JOB. Reproduce verbatim the lines of the records starting at the line that contains "Would you kindly pick out the white" and ending at the last line of the records, both ends included.

[Entries from a point annotation set]
>> begin
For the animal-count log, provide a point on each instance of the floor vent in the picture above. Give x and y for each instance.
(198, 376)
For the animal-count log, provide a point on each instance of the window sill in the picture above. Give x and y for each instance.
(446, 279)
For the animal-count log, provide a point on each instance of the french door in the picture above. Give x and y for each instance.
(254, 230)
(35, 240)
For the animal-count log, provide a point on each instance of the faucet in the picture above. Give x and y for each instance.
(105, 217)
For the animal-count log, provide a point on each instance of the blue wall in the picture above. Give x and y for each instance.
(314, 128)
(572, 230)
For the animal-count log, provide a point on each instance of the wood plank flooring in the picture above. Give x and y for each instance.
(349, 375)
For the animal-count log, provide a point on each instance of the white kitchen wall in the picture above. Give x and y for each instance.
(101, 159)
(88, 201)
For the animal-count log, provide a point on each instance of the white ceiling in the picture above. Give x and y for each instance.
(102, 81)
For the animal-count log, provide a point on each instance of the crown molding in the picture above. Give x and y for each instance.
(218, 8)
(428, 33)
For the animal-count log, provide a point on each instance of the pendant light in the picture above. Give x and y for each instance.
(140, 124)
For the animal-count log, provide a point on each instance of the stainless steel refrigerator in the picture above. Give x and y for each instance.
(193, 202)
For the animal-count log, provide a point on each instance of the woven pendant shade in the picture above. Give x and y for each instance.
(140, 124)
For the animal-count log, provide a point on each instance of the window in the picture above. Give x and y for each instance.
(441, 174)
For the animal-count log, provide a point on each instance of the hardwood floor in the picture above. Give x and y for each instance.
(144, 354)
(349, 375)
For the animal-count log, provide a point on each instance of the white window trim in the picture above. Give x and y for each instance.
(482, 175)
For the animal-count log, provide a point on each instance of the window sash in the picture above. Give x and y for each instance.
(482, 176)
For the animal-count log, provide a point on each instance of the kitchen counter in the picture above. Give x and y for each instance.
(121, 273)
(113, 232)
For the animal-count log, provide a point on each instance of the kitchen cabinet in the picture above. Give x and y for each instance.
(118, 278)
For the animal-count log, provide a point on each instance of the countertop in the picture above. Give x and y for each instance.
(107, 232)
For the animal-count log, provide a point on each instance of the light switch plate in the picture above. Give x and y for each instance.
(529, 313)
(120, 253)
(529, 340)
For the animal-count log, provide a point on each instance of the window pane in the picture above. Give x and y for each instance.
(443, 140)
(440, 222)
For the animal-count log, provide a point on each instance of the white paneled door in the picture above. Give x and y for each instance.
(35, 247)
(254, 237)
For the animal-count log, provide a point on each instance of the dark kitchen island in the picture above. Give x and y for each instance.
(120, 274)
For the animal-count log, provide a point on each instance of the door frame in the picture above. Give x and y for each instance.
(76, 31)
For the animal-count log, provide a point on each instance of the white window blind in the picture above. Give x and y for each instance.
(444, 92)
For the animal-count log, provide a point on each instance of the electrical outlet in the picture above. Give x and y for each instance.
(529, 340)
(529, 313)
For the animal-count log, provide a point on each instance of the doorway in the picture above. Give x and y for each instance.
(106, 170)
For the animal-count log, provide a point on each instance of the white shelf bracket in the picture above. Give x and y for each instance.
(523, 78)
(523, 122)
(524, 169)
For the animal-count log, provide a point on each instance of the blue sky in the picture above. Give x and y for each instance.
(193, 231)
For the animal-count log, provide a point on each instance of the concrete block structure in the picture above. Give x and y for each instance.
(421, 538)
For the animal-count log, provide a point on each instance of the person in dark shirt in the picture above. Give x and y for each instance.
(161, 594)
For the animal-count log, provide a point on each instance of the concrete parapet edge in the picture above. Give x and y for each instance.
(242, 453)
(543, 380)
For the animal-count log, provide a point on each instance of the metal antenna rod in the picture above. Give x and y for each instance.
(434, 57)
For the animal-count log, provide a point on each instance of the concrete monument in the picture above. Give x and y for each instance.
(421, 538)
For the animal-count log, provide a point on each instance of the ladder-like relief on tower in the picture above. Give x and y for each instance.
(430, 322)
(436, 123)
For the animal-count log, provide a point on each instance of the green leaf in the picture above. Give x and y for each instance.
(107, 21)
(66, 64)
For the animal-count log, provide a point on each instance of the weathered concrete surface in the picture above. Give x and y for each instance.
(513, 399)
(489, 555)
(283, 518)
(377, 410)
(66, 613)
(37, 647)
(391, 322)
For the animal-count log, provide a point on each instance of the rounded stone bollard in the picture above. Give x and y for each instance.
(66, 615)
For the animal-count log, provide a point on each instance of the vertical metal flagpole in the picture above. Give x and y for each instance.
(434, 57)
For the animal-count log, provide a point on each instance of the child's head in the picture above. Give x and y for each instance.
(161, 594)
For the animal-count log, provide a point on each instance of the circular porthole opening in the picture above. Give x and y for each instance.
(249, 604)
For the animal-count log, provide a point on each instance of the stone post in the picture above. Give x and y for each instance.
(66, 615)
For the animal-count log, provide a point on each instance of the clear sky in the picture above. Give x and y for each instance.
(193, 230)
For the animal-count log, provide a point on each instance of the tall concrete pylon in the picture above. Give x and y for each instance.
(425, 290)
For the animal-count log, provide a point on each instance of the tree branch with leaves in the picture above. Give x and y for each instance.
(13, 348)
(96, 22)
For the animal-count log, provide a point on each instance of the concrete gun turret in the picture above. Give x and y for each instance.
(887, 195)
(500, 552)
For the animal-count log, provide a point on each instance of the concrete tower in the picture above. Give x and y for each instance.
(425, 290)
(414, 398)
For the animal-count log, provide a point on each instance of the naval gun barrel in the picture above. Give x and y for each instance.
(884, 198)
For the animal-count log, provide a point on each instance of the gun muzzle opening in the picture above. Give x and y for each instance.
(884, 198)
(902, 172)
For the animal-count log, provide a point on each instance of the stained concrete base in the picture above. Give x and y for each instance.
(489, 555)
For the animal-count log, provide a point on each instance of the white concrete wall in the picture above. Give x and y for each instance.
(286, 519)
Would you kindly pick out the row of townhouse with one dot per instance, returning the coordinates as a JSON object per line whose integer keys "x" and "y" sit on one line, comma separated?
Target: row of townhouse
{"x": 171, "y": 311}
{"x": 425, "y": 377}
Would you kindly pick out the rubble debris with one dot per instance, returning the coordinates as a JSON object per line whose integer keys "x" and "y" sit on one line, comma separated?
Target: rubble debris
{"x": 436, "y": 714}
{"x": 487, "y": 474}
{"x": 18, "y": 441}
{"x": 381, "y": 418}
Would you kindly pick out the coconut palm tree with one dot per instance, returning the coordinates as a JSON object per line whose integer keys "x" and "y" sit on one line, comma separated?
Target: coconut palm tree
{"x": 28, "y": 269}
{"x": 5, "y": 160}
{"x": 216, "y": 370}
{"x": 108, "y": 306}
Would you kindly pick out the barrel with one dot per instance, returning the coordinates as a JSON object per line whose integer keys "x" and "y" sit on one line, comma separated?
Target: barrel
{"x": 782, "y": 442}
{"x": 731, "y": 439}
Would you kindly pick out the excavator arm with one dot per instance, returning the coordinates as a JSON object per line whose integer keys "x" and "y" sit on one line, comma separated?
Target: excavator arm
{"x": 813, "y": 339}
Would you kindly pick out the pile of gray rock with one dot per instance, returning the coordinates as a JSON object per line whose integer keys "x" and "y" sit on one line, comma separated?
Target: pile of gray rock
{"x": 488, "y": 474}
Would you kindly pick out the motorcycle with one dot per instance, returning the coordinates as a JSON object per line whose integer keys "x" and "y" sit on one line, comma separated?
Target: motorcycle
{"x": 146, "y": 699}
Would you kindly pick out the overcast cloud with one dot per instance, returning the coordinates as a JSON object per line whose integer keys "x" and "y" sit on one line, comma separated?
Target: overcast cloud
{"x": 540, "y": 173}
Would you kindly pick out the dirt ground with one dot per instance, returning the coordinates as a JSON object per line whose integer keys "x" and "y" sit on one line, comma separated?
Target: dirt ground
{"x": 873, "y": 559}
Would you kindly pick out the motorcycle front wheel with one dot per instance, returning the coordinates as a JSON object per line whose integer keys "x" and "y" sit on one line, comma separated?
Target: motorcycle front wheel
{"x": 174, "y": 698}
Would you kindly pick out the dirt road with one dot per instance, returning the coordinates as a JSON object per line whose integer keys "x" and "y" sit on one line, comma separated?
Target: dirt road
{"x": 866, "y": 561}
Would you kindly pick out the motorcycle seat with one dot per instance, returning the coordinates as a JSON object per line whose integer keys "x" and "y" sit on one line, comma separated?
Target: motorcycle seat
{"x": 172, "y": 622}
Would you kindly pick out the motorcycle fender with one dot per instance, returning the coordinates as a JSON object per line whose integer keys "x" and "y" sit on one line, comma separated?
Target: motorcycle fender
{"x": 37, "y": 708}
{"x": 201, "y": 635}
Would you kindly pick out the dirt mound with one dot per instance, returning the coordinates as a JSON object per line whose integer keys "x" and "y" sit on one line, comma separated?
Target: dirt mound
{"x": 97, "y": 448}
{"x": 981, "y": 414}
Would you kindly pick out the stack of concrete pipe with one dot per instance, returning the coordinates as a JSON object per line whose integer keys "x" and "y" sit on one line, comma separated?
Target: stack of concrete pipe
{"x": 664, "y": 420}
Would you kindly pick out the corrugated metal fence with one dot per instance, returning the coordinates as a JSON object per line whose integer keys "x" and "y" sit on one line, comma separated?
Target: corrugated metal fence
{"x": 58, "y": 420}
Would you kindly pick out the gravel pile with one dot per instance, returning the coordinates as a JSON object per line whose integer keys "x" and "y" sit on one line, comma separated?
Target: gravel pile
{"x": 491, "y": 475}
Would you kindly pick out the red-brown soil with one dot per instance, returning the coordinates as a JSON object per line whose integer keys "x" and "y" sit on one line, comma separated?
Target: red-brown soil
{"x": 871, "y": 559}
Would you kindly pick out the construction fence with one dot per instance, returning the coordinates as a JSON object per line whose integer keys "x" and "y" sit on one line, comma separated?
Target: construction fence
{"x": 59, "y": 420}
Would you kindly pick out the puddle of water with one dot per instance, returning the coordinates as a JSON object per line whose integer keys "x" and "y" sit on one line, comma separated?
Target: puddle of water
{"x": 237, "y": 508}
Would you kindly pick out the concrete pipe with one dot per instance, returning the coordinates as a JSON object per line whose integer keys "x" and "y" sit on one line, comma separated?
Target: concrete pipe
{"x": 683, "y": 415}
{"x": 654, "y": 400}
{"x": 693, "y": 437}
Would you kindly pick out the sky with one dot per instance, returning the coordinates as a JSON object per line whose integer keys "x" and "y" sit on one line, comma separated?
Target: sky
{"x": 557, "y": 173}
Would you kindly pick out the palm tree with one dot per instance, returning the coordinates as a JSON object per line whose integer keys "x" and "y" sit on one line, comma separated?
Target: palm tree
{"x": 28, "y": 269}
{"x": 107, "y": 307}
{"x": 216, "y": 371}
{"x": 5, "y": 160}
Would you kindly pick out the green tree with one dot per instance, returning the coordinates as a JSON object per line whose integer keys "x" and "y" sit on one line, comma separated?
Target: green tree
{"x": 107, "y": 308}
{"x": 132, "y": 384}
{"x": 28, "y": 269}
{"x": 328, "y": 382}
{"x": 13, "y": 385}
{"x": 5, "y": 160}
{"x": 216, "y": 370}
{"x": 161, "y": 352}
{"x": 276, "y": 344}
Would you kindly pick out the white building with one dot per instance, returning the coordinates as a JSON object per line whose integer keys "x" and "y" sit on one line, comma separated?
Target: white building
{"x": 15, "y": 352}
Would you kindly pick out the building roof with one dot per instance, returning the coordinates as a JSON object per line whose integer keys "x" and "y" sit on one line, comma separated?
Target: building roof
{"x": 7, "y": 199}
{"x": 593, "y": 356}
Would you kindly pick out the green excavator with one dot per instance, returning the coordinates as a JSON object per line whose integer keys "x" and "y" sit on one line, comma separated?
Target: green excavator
>> end
TASK OUTPUT.
Would you kindly pick out the white building with one dot per instance, returning the coordinates as a JSON object per line whose integer keys "x" and "y" sit on one line, comma separated?
Target: white building
{"x": 15, "y": 352}
Would you kindly pick out the building roof with one dot per instance, returning the coordinates as a JSON object per line whose integer keys "x" and "y" sit on one line, comma separated?
Target: building roof
{"x": 7, "y": 199}
{"x": 593, "y": 356}
Would you kindly pick out the green excavator with one dot per instance, returning the coordinates as a JSON object per line whose integer keys "x" and "y" sit on one line, comma separated?
Target: green excavator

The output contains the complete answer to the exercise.